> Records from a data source
_ _ _ _ _ _ _
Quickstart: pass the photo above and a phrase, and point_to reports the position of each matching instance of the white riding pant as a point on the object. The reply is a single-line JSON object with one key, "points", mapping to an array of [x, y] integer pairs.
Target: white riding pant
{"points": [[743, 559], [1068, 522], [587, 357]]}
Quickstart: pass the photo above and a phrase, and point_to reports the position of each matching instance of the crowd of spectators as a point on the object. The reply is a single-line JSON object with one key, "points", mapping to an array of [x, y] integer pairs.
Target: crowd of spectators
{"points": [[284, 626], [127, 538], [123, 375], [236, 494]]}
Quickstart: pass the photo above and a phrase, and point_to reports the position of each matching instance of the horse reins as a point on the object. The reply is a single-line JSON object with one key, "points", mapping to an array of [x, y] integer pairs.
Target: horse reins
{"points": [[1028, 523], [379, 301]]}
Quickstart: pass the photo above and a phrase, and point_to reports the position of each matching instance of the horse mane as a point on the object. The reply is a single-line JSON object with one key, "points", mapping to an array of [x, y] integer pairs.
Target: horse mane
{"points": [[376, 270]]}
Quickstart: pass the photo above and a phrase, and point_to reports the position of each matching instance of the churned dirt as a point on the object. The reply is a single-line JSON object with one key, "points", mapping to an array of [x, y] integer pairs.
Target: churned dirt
_ _ _ _ _ _ _
> WHAT TO WORK ON
Extract every line from the one with "Target: horse mane" down to the final line above, both included, exactly as written.

> COMPLETED EXERCISE
Target: horse mane
{"points": [[376, 270]]}
Quickstart: pass the photo above and a phrase, and point_to reports the position of each matching instance of the churned dirt as a point on the object. The reply is a single-line JSON object with one key, "points", mapping to an array of [x, y] integer pairs.
Target: churned dirt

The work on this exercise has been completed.